- **TRY IT**
Take the lines below from the one with "Target: small puffy cloud" through the one with "Target: green foliage" and print only them, exactly. Don't print the pictures.

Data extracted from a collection

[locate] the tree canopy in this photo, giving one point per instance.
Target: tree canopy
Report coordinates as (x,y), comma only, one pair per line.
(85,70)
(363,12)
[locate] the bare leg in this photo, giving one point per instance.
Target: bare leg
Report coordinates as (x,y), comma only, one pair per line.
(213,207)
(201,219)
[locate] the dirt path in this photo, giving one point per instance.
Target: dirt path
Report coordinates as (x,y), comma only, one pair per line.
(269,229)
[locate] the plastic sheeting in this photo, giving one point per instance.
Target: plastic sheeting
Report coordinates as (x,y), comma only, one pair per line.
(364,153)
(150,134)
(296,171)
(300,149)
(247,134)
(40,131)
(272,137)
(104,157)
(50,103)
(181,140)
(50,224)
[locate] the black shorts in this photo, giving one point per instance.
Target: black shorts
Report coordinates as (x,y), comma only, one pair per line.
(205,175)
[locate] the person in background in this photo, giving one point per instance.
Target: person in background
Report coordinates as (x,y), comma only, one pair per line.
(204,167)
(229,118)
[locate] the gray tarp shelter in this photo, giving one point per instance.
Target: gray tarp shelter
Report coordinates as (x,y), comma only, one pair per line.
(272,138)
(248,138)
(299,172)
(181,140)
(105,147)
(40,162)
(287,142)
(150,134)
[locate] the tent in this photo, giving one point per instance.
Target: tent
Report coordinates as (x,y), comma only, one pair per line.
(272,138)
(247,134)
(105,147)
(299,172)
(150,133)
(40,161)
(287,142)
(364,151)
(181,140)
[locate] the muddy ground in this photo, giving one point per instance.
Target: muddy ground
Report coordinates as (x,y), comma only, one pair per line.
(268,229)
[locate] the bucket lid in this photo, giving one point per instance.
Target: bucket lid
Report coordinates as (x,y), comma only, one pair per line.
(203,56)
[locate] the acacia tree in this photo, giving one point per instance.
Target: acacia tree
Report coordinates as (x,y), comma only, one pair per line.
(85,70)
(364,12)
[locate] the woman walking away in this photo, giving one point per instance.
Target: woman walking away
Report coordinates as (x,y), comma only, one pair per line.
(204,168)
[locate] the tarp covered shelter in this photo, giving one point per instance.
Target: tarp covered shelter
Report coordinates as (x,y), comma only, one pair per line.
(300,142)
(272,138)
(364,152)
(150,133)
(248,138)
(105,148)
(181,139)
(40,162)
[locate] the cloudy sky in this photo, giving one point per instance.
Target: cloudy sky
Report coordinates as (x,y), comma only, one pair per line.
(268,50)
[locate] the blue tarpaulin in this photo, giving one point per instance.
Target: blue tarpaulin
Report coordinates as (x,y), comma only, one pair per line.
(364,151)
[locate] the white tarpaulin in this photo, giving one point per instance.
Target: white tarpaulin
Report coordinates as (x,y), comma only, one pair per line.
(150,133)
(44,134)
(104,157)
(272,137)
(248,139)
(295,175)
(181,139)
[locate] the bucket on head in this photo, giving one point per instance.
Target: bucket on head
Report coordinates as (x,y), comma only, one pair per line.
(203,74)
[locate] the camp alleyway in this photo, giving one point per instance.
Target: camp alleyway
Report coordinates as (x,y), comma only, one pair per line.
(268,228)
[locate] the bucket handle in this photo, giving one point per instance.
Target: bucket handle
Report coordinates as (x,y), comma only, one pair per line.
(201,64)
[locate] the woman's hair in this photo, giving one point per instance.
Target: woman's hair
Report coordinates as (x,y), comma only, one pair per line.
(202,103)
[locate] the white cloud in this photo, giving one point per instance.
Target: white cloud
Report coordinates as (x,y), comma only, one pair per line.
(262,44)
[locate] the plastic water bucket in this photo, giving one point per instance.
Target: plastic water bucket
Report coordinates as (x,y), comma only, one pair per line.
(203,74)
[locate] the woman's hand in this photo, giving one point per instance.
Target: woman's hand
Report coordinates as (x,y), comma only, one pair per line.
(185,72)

* * *

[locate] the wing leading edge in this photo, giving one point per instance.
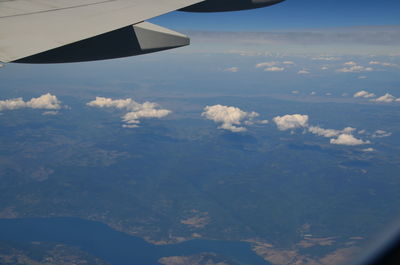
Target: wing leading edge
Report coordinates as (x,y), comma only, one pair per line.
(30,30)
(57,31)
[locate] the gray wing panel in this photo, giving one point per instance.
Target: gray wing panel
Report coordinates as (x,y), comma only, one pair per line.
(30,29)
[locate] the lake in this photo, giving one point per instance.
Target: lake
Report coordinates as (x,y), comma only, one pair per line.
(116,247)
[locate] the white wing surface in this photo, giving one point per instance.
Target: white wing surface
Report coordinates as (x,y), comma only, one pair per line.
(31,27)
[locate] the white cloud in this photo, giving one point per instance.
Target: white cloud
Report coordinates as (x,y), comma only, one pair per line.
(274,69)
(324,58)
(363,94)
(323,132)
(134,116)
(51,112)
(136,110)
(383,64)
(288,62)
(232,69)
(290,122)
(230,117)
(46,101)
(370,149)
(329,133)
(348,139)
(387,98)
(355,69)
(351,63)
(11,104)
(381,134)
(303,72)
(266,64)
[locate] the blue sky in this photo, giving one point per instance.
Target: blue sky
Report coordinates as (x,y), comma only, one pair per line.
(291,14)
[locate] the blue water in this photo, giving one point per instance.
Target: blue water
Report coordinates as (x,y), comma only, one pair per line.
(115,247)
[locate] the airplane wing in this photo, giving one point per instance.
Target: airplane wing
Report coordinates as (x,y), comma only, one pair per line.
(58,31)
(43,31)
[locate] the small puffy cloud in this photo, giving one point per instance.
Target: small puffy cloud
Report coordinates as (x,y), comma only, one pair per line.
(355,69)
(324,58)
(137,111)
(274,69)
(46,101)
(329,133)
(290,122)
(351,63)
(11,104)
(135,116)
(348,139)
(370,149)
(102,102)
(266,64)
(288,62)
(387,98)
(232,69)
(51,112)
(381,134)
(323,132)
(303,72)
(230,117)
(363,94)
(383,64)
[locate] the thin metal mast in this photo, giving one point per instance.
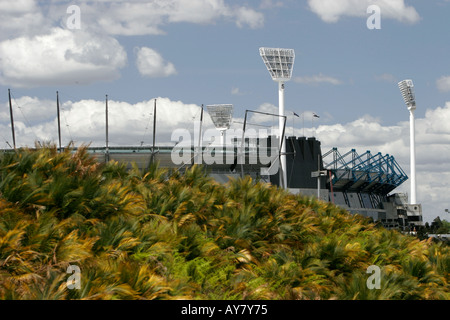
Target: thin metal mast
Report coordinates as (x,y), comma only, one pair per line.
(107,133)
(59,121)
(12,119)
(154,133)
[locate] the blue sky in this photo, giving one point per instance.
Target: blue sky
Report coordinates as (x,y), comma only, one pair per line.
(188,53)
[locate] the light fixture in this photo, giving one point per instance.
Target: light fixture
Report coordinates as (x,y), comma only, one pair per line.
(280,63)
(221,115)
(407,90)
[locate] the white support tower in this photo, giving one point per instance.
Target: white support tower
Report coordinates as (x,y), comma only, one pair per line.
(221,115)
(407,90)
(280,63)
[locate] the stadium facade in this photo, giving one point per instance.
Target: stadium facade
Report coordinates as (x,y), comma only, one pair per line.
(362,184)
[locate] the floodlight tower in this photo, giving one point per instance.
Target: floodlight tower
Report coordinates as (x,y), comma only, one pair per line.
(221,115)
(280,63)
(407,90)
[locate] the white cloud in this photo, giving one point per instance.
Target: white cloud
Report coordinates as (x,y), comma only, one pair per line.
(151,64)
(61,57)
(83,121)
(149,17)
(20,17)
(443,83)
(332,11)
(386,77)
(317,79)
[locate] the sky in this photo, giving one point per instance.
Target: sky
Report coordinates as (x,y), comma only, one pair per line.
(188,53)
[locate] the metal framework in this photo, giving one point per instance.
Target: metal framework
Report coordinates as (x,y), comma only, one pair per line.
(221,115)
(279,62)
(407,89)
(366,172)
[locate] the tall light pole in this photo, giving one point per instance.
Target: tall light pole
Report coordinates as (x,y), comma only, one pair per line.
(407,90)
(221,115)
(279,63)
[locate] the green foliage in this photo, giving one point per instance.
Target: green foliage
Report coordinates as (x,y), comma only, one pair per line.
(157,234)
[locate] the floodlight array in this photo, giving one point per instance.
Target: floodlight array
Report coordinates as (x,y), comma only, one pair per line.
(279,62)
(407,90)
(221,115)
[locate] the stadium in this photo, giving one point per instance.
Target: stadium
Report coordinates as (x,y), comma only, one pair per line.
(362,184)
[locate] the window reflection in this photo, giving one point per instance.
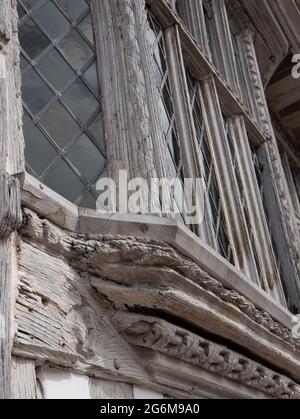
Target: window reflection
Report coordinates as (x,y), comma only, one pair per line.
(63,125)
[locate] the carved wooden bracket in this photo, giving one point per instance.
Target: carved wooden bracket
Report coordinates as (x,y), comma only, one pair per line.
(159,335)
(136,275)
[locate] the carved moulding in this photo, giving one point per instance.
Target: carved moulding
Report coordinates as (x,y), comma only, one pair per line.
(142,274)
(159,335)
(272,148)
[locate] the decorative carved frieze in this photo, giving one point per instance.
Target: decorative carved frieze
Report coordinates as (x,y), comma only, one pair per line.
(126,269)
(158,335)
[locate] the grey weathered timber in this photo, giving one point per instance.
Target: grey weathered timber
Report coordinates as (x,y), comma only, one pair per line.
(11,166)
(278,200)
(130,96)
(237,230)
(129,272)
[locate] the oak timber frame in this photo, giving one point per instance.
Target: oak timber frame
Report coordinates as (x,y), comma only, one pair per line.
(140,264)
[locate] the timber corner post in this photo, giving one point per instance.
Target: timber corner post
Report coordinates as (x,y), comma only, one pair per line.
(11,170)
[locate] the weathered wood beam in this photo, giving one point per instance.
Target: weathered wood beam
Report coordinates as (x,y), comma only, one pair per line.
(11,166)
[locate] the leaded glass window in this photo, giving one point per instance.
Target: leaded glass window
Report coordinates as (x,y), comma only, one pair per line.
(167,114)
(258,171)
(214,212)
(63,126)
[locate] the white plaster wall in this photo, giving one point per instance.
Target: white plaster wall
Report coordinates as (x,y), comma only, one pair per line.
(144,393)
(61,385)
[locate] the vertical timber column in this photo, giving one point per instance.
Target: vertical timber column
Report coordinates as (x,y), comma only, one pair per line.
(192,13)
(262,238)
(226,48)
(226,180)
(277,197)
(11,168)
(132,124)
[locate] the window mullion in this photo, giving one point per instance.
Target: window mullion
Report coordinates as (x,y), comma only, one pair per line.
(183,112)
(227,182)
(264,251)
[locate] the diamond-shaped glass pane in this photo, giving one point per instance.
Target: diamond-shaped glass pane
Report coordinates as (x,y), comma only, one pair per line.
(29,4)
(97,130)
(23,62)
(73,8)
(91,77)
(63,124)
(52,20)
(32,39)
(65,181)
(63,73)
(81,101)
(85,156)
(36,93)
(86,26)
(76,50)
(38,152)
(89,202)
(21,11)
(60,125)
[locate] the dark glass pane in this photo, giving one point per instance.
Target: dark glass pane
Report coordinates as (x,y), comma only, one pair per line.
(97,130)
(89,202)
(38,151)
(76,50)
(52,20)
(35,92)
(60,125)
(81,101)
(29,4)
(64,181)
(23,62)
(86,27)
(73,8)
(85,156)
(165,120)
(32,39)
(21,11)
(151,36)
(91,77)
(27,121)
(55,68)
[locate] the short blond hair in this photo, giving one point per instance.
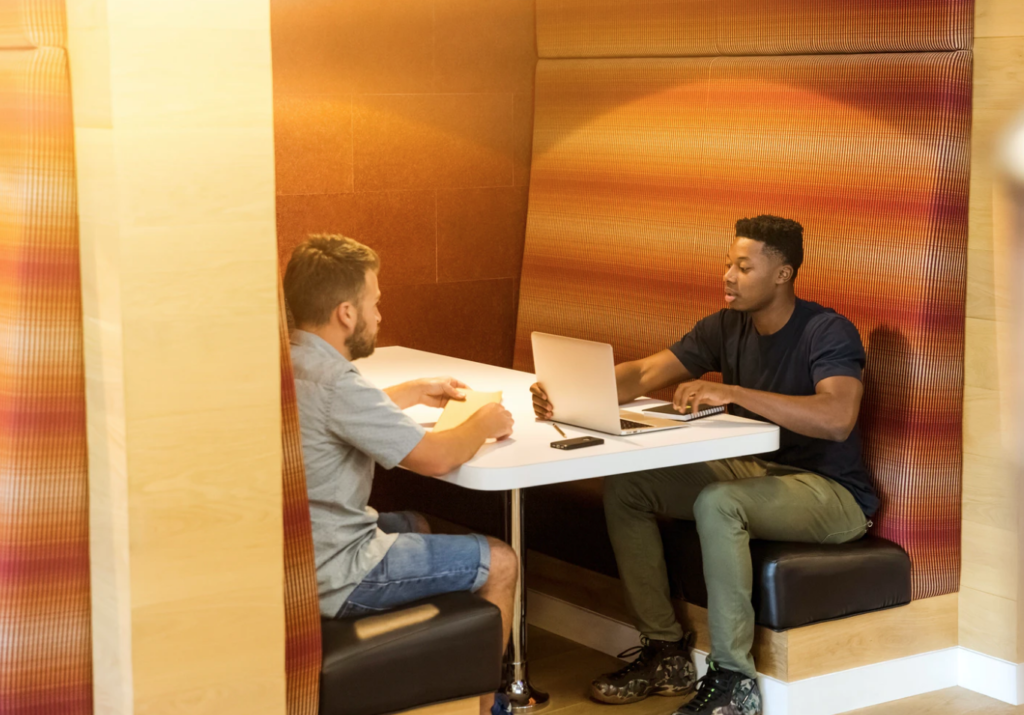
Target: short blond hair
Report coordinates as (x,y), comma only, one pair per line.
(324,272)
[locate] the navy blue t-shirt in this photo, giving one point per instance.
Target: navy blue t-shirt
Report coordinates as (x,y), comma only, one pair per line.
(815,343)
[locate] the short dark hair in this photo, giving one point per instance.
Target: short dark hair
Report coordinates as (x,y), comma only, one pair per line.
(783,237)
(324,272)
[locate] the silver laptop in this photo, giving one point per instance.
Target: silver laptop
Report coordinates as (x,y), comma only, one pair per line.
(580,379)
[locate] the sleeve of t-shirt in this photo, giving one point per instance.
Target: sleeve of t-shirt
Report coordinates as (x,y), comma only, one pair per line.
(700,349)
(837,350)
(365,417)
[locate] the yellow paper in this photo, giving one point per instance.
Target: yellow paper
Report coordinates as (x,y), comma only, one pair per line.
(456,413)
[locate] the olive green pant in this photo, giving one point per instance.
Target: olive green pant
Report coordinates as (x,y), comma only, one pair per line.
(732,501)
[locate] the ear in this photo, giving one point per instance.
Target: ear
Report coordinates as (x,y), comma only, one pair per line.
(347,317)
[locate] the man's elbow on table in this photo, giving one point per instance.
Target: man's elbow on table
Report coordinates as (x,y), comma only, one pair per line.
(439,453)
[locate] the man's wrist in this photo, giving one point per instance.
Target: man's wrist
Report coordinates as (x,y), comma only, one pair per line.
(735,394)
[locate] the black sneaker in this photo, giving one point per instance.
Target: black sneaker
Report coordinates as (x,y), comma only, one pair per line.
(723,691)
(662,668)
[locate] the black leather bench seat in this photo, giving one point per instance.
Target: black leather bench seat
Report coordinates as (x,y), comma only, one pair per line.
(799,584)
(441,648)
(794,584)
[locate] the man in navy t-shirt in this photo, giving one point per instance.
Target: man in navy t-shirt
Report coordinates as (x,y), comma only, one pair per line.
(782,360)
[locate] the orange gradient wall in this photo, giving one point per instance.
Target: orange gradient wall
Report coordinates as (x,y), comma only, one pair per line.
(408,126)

- **ANSWER TO THIS PROBLEM**
Target: small puffy cloud
Report coordinates as (x,y), comma only, one pair per line.
(355,69)
(324,58)
(137,111)
(274,69)
(46,101)
(329,133)
(290,122)
(351,63)
(11,104)
(135,116)
(348,139)
(370,149)
(102,102)
(266,64)
(288,62)
(387,98)
(232,69)
(51,112)
(381,134)
(323,132)
(303,72)
(230,117)
(363,94)
(383,64)
[locate] the thin metal mast in this photo, giving one point per instance.
Target: thin metal mast
Report coordinates as (x,y), comma only, one pair per line.
(107,133)
(59,121)
(12,119)
(154,133)
[locate] the blue sky in this photo, giving one point per instance.
Target: blue sky
Report coordinates as (x,y), comma only, one pair per line.
(188,53)
[locate] the light fixture in this photo, giving one point per instance.
Target: light fixture
Report coordinates as (x,y), comma only, one pair per line.
(280,63)
(221,115)
(407,90)
[locate] the white support tower in this photo, giving one point per instance.
Target: white support tower
Report coordinates as (x,y), comma only, one pair per line.
(221,115)
(407,90)
(280,63)
[locate] the stadium facade in this photo, giving one point per instance.
Target: stadium facade
Report coordinates as (x,y), comma only, one pair per line.
(362,184)
[locate] the floodlight tower in this photo, giving one point per instance.
Target: floodlight tower
Report coordinates as (x,y), comma only, one pair per line.
(221,115)
(280,63)
(407,90)
[locate] the white cloud in this photo, giving one point per instance.
Target: white cloud
Report coordinates as (x,y), comma only, one pair per line.
(151,64)
(61,57)
(83,121)
(149,17)
(20,17)
(443,83)
(332,11)
(386,77)
(317,79)
[locate] the sky in this photo, giving one point per instance.
Target: sky
Report coordinates as (x,y), comma only, one pair per line.
(188,53)
[locate] the metal framework in this photo, giving one point per instance.
Target: metal framework
Report coordinates as (x,y), comma only, one pair per line.
(221,115)
(279,62)
(407,89)
(366,172)
[locate] the tall light pole in this photo, giving one point per instance.
Target: tall light pole
Report coordinates as (x,y), comma only, one pair per line.
(407,90)
(221,115)
(279,63)
[locate] the green foliage in this photo, giving one point per instance.
Target: green foliage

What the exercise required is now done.